# [Selected excerpt]
· · ·

She supports withdrawing U.S. troops but only when Iraq is reasonably stable. “I mean, there’s a limit,” she says, “but I think we owe it to them to give them a shot.”
“If we leave there now, what will happen?” counters Ron Burkett, 49, a real-estate agent and former Marine who argues in favor of getting out as quickly as possible. “If we wait a year and leave there, what will happen? The answer will still be the same whether we’re there six months or whether we wait 10 years and leave.”
Anthony Lewis, 59, an audio-visual specialist, wants policymakers to brainstorm for out-of-the-box solutions.
“We’ve tried the Army, the Navy, the Marines, and that hasn’t worked,” he says. “Somebody needs to say, ‘Switzerland knows somebody who knows somebody who knows somebody — let’s see if we can’t sit down and talk.’ What we’re doing is not working. We’ve spent millions of dollars at this. Somebody has to say, ‘Time out.’ ”

· · ·

Rows from a box-labeling dataset:
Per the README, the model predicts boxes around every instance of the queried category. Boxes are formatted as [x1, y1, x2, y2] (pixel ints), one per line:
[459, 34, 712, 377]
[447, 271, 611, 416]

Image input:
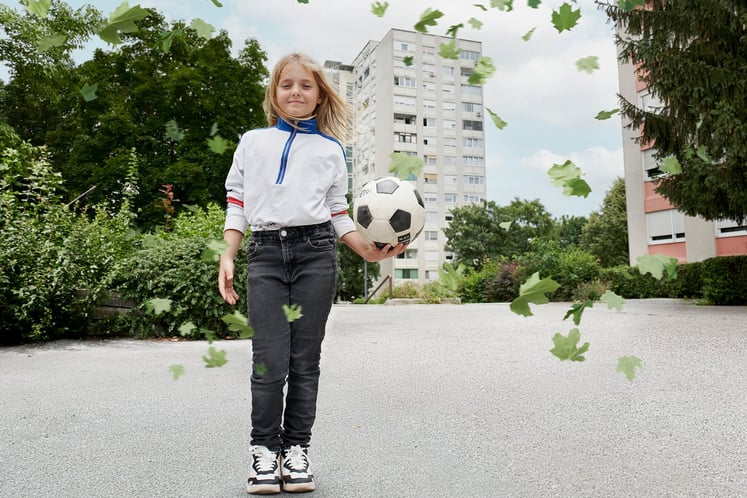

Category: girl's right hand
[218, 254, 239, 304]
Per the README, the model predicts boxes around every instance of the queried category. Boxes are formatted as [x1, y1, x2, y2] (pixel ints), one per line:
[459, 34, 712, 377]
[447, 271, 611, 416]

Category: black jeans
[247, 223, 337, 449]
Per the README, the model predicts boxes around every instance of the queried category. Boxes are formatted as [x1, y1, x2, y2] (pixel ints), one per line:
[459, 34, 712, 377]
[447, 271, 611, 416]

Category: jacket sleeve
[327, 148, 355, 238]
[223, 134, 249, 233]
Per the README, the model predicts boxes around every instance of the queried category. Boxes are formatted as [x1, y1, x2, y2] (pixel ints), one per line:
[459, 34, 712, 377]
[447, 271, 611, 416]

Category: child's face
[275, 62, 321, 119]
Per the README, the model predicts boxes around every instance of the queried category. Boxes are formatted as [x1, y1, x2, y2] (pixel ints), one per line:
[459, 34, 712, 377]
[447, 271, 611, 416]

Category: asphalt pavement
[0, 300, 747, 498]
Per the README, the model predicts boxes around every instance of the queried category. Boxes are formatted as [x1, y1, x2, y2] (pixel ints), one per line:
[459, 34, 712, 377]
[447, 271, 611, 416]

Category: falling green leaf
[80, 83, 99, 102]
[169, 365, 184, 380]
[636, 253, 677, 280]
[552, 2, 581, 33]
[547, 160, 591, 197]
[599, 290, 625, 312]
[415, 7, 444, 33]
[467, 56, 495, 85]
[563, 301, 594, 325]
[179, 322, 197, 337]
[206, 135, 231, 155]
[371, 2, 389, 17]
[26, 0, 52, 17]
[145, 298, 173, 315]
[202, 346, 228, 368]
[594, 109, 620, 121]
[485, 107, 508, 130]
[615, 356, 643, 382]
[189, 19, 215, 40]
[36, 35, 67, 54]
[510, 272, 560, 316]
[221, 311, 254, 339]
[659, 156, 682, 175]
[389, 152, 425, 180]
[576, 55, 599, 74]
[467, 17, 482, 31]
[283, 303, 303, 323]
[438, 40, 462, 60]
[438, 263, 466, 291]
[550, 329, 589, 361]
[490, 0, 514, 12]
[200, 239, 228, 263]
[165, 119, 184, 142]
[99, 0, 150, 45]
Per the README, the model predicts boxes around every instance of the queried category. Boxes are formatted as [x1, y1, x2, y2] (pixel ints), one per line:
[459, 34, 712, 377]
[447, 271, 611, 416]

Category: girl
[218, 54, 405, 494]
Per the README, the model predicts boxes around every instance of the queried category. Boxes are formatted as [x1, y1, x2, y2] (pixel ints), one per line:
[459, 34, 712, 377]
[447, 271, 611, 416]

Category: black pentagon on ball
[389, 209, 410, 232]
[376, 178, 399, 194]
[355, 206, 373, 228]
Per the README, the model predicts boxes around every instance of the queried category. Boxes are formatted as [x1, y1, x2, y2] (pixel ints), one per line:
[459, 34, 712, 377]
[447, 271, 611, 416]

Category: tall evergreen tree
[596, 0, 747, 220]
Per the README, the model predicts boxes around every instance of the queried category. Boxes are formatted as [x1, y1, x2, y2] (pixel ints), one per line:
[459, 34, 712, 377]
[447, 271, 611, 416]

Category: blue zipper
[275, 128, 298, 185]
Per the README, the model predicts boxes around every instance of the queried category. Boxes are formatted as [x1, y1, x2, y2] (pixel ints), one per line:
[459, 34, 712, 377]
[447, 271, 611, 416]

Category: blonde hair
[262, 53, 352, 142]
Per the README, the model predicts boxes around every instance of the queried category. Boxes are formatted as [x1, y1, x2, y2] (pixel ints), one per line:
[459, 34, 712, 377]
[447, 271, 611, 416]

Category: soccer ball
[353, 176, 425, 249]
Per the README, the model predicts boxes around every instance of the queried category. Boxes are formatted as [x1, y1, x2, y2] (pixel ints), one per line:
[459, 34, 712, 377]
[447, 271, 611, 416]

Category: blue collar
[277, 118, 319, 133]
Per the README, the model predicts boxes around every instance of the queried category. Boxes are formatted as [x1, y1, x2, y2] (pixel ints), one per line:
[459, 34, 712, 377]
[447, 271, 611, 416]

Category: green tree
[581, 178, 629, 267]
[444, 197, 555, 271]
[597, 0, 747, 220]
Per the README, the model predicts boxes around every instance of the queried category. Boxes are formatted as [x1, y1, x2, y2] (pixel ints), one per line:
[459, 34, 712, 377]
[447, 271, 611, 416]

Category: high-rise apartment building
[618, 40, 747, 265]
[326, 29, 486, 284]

· · ·

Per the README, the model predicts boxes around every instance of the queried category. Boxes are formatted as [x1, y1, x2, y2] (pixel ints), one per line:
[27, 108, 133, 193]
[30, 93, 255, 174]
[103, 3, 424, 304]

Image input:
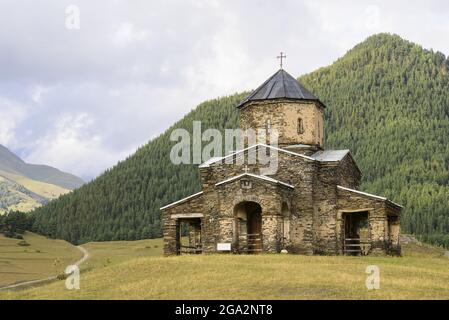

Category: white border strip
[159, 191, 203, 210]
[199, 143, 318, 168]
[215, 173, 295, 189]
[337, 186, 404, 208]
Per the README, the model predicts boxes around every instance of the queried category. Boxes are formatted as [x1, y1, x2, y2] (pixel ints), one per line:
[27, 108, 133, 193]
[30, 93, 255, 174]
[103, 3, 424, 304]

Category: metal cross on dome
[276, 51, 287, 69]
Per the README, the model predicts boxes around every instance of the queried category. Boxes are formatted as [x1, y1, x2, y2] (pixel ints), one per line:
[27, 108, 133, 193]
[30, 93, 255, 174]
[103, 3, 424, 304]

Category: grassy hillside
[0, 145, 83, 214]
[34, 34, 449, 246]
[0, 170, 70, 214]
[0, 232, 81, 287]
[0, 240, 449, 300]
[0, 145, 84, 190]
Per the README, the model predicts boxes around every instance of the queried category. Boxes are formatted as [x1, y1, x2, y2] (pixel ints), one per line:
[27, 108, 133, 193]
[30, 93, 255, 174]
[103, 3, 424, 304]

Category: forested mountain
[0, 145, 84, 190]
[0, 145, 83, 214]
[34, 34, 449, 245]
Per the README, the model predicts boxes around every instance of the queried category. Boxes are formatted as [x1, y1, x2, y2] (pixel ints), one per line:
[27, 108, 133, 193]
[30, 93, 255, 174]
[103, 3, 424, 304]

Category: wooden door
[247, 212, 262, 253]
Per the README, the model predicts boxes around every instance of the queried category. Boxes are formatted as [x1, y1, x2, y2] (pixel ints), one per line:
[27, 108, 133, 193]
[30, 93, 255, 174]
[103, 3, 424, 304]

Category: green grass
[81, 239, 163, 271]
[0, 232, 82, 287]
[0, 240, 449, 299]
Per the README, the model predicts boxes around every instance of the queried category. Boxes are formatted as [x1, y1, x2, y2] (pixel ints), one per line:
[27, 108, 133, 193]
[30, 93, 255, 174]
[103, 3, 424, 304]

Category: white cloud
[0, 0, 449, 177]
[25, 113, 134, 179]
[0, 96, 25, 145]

· · ·

Please list the military branches Anthony Lewis names in his quote in the excerpt above about withdrawing U.S. troops from Iraq.

The Army, the Navy, the Marines